Stored rows

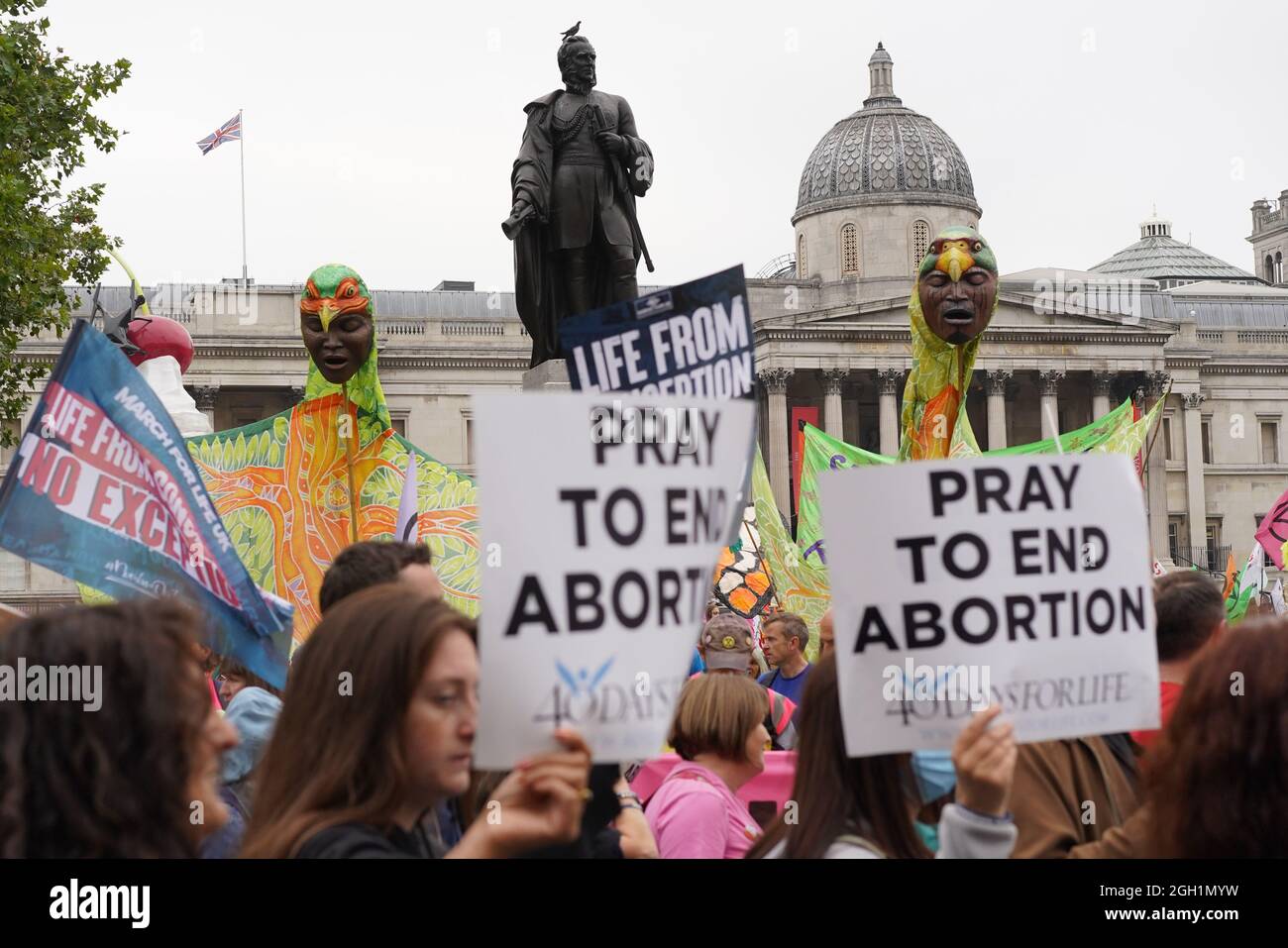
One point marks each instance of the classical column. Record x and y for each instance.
(1155, 484)
(832, 381)
(206, 395)
(888, 382)
(997, 382)
(1102, 382)
(1048, 381)
(776, 385)
(1194, 488)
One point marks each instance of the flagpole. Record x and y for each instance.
(241, 154)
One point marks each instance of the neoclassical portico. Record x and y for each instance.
(1037, 371)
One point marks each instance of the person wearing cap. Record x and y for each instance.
(726, 649)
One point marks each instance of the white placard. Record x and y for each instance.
(601, 519)
(1021, 581)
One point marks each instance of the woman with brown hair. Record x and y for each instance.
(719, 732)
(1218, 779)
(377, 727)
(130, 767)
(863, 807)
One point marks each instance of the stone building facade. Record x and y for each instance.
(831, 327)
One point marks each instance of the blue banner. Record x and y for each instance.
(694, 339)
(103, 491)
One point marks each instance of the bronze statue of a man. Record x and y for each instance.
(581, 165)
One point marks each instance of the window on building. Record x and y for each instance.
(1270, 442)
(919, 243)
(849, 250)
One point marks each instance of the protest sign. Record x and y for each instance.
(1019, 581)
(692, 339)
(600, 520)
(103, 491)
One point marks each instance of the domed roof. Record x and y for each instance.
(884, 153)
(1158, 256)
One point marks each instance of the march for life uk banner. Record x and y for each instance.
(601, 519)
(691, 339)
(102, 489)
(1020, 581)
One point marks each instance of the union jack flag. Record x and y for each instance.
(224, 133)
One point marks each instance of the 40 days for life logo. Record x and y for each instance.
(580, 695)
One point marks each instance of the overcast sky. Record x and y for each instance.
(381, 136)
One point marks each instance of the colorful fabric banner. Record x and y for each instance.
(102, 489)
(1276, 597)
(1119, 432)
(1273, 532)
(1247, 586)
(742, 579)
(800, 584)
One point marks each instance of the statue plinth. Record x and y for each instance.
(549, 376)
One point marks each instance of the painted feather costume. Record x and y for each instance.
(284, 485)
(934, 421)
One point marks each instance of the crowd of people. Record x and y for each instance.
(369, 750)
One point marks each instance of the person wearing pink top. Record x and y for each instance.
(719, 733)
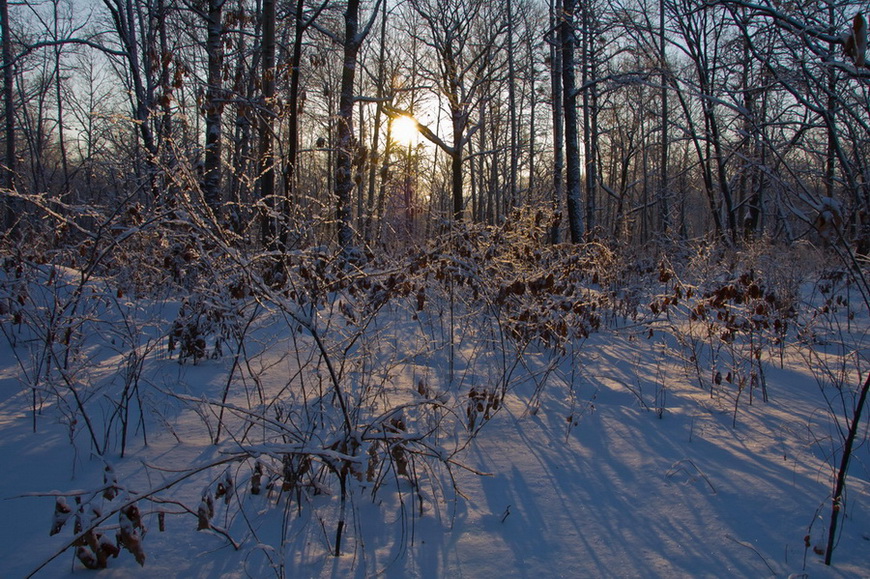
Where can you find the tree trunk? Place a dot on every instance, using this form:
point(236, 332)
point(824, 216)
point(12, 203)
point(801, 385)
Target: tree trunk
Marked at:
point(211, 179)
point(572, 147)
point(272, 237)
point(8, 181)
point(558, 133)
point(346, 143)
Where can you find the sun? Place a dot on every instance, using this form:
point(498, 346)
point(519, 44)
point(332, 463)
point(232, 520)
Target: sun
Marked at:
point(404, 129)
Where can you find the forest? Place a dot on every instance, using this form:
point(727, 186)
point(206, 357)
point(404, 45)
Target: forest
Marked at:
point(428, 288)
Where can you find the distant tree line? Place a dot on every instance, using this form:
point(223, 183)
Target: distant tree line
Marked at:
point(615, 120)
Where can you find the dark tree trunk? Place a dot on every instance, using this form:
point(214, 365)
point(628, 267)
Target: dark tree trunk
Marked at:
point(9, 110)
point(211, 179)
point(271, 230)
point(572, 146)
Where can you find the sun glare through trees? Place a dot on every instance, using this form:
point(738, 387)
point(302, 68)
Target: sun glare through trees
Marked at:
point(618, 261)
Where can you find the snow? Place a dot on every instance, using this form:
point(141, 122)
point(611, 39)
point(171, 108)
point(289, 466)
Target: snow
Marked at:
point(606, 459)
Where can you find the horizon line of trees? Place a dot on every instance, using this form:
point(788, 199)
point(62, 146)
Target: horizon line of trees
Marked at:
point(635, 119)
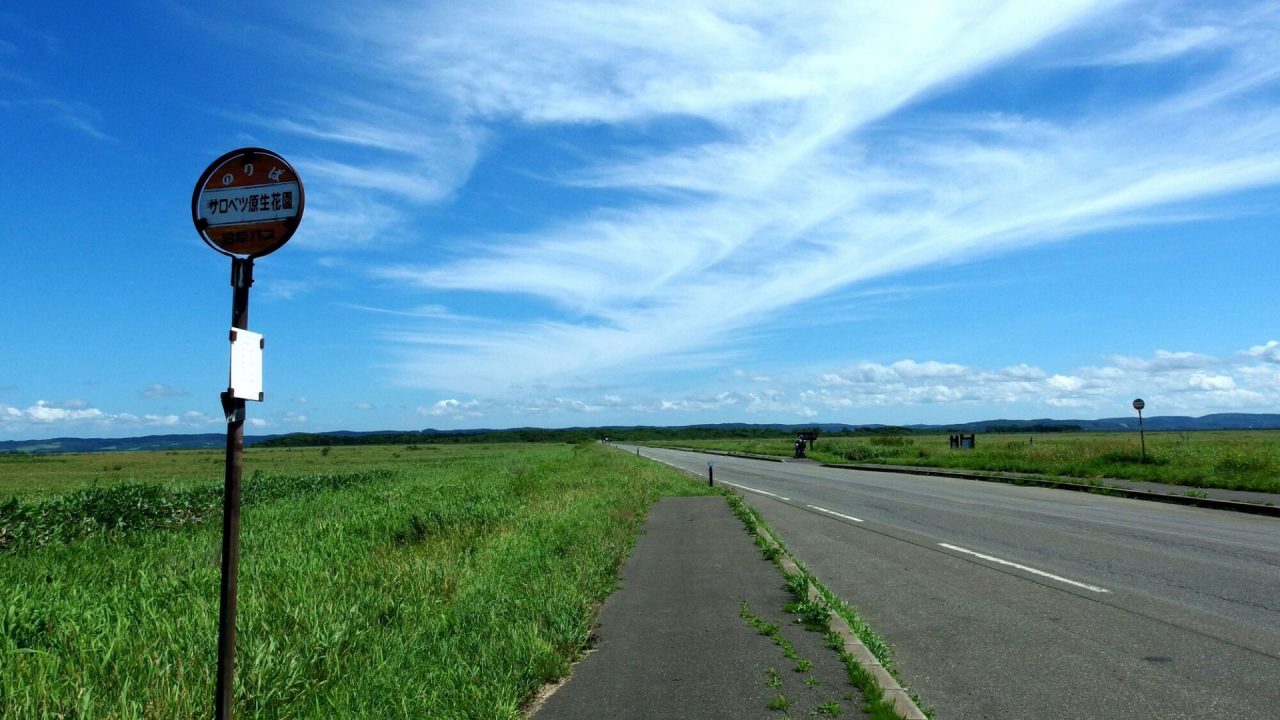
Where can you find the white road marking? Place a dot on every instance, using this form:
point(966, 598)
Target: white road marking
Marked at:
point(757, 491)
point(1032, 570)
point(836, 514)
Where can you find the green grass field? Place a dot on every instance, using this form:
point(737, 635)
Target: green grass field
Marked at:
point(375, 582)
point(1230, 460)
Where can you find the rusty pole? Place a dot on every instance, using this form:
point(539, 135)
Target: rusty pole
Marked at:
point(242, 277)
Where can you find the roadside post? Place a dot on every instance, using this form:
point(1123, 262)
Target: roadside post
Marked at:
point(1142, 434)
point(247, 204)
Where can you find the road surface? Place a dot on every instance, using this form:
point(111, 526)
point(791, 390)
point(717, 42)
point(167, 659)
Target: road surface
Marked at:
point(1020, 602)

Short exercise
Put every line of the records above into a numbered list, skipping any blank lines and leaving the pictures out.

Solution for this task
1. One point marks each instance of the classical column. Record x and y for each instance.
2. (1155, 484)
3. (832, 381)
4. (206, 395)
5. (888, 382)
6. (997, 382)
7. (1102, 382)
8. (1048, 381)
9. (776, 385)
10. (1194, 488)
11. One point marks each instance of the flagpole. Record x and y for each instance.
12. (241, 154)
13. One point marks each instance of the neoclassical portico. Record x and y for each instance.
14. (1037, 371)
15. One point marks each instance of the person wearing cap. Record x and y for each instance.
16. (726, 649)
17. One point marks each instance of the white placard. Record x and y for each instance.
18. (601, 519)
19. (1021, 581)
20. One point marks each instance of the woman with brown hair. Record x and y for each instance.
21. (719, 732)
22. (1218, 779)
23. (377, 727)
24. (130, 767)
25. (863, 807)
26. One point marks each instance of the stone building facade. Record x and y for each instance.
27. (831, 327)
28. One point marks each instance of the blue banner. Record x and y for each instance.
29. (694, 339)
30. (103, 491)
31. One point marks each instance of the bronze statue of a man. Record x and y for each instance.
32. (581, 165)
33. One point marks each instance of the window on building. Record x and y for each instance.
34. (1270, 442)
35. (919, 243)
36. (849, 250)
37. One point marks each instance of the protest sign. Record x and y for each instance.
38. (1019, 581)
39. (692, 339)
40. (600, 520)
41. (103, 491)
42. One point marks each instance of the domed roof. Record x and y for each instance.
43. (884, 153)
44. (1158, 256)
45. One point marks each instance of the march for life uk banner. Record x and y for each instance.
46. (601, 519)
47. (691, 339)
48. (102, 489)
49. (1020, 581)
50. One point marks each instance of the union jack flag. Record x and y for each instance.
51. (224, 133)
52. One point marks each instance of the 40 days for life logo. Record x and y for each instance.
53. (580, 695)
54. One point marks each instance of the overcast sky. Record x and y for each instance.
55. (381, 136)
56. One point marks each instance of the colorful fabric banner. Record x and y for each instance.
57. (102, 489)
58. (1276, 597)
59. (1119, 432)
60. (1273, 532)
61. (1247, 586)
62. (742, 579)
63. (800, 584)
64. One point marks each instance of the statue plinth. Record x and y for each instance.
65. (549, 376)
66. One point marks each instance of the painted feather costume. Record x and y for each instance.
67. (284, 485)
68. (934, 421)
69. One point marks each instance of the crowd of people. Record x and y for each instance.
70. (369, 750)
71. One point marks each instance of the person wearing pink top. Record x and y for each instance.
72. (719, 733)
73. Where can you find the tree trunk? Place a dot on every instance, using this form:
74. point(236, 332)
75. point(824, 216)
76. point(12, 203)
77. point(801, 385)
78. Target: tree trunk
79. Marked at:
80. point(211, 179)
81. point(572, 147)
82. point(272, 237)
83. point(8, 181)
84. point(558, 133)
85. point(346, 143)
86. Where can you find the sun? Place a dot on every instance, using this form:
87. point(498, 346)
88. point(519, 44)
89. point(332, 463)
90. point(232, 520)
91. Target: sun
92. Marked at:
93. point(404, 129)
94. Where can you find the forest? Place a dot on every instance, using this form:
95. point(727, 186)
96. point(206, 357)
97. point(404, 45)
98. Target: forest
99. Marked at:
100. point(428, 288)
101. Where can you find the distant tree line? Place a dot on every instance, using this form:
102. point(223, 183)
103. Target: distant tree line
104. Marked at:
105. point(615, 120)
106. Where can you find the dark tree trunk? Place a dot on every instance, using this form:
107. point(214, 365)
108. point(628, 267)
109. Target: dark tree trunk
110. Marked at:
111. point(9, 110)
112. point(211, 179)
113. point(271, 230)
114. point(572, 146)
115. Where can you find the sun glare through trees? Place a dot on every instance, using this form:
116. point(738, 387)
117. point(302, 68)
118. Target: sun glare through trees
119. Marked at:
120. point(618, 261)
121. Where can you find the snow? Place a dot on every instance, using this form:
122. point(141, 122)
123. point(611, 39)
124. point(171, 108)
125. point(289, 466)
126. Target: snow
127. Marked at:
128. point(606, 459)
129. Where can you find the horizon line of trees? Place a dot on every instance, using this form:
130. point(788, 199)
131. point(62, 146)
132. Target: horizon line of trees
133. Marked at:
134. point(635, 119)
135. Where can you find the white road marking? Place a dot on every instance, using this form:
136. point(966, 598)
137. Target: white road marking
138. Marked at:
139. point(757, 491)
140. point(1032, 570)
141. point(836, 514)
142. Where can you find the green grass field? Place a dot on every instance, using this form:
143. point(737, 635)
144. Target: green grass field
145. Marked at:
146. point(375, 582)
147. point(1230, 460)
148. Where can you find the rusty pole? Place a dot on every instance, using this form:
149. point(539, 135)
150. Target: rusty pole
151. Marked at:
152. point(242, 277)
153. Where can you find the roadside post? Place a dot on every instance, using this form:
154. point(1123, 262)
155. Target: roadside post
156. Marked at:
157. point(1142, 434)
158. point(247, 204)
159. Where can you find the road surface? Place a dot on every instance, using this form:
160. point(111, 526)
161. point(791, 390)
162. point(717, 42)
163. point(167, 659)
164. Target: road surface
165. Marked at:
166. point(1020, 602)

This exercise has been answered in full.